### Aim
In the items below, starting at the first line and ending at the line containing "<point>371,254</point>", substitute "fence post" for "railing post" and give those lines back with nothing else altered.

(Stored data)
BEGIN
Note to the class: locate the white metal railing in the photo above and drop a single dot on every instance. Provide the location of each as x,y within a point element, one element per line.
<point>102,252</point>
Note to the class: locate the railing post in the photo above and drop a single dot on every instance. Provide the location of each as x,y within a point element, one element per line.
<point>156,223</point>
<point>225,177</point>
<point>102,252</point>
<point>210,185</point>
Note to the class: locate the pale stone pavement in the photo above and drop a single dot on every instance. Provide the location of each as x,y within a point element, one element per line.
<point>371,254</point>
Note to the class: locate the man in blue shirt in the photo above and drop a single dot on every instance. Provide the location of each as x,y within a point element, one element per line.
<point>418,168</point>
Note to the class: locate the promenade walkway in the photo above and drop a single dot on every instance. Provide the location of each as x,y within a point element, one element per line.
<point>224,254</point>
END
### Written response
Note to the class: locate the white metal railing in the photo above and drop a single dot on every instance. Provide the location of each as x,y within a point element, one element per line.
<point>102,252</point>
Note to the class: locate the fence post in the photo above and drop a single dot on every instance. Provide the location of each as x,y within a point element, one element per line.
<point>156,223</point>
<point>225,177</point>
<point>102,252</point>
<point>210,185</point>
Note to the class: locate the pale stone pavement in the photo above and drop a single dot on every instance. Provide the location of each as x,y within a point element, one element per line.
<point>371,254</point>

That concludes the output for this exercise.